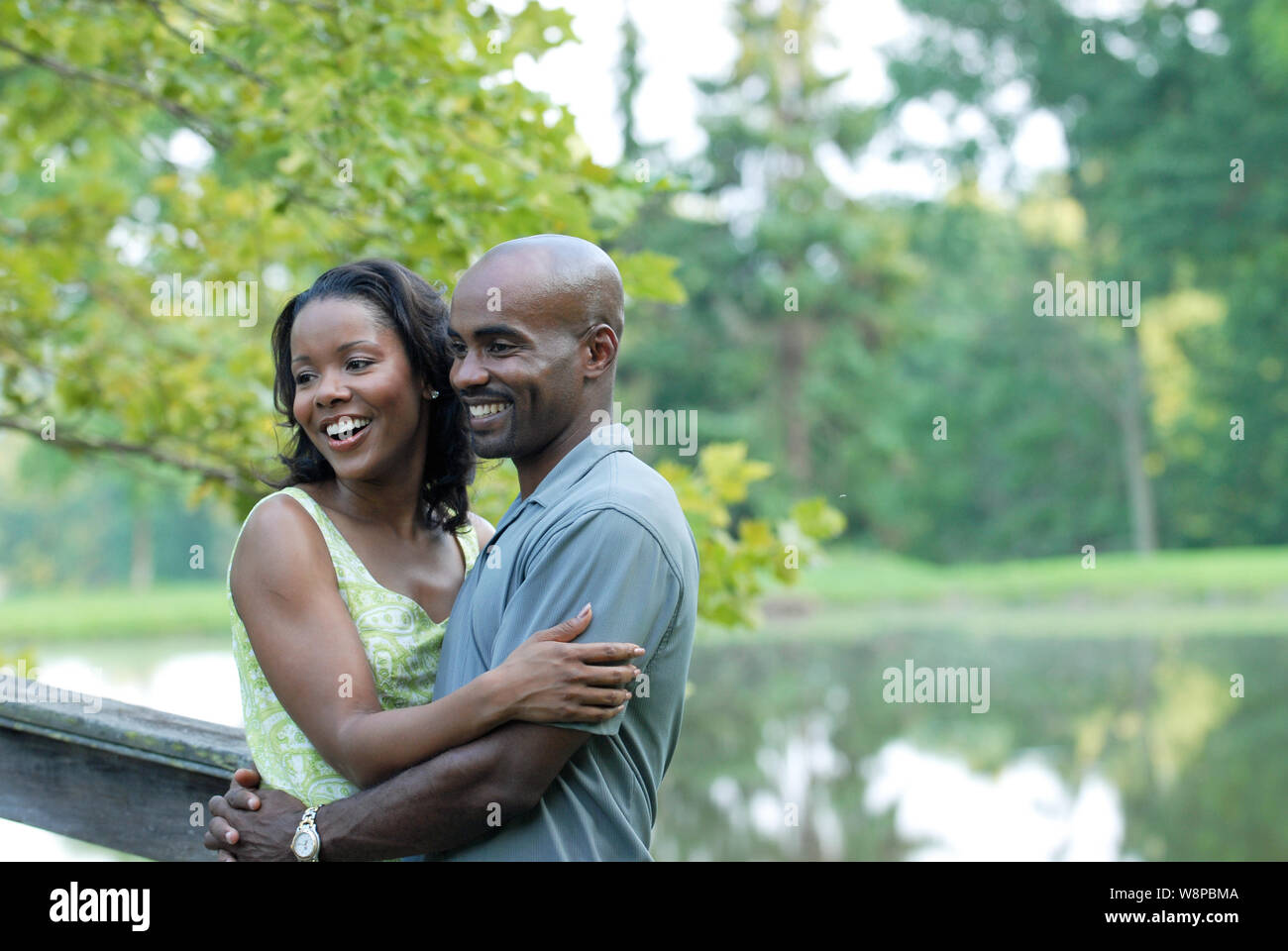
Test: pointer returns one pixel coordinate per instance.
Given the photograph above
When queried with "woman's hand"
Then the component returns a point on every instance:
(550, 681)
================================
## [Task description]
Please retype the material above exactly, and omit its images.

## [Solution to this problem]
Test: pointer returns one pixel coordinate per instance.
Given the photograph above
When queried with "woman's hand"
Then the component returns a point on every instance:
(550, 681)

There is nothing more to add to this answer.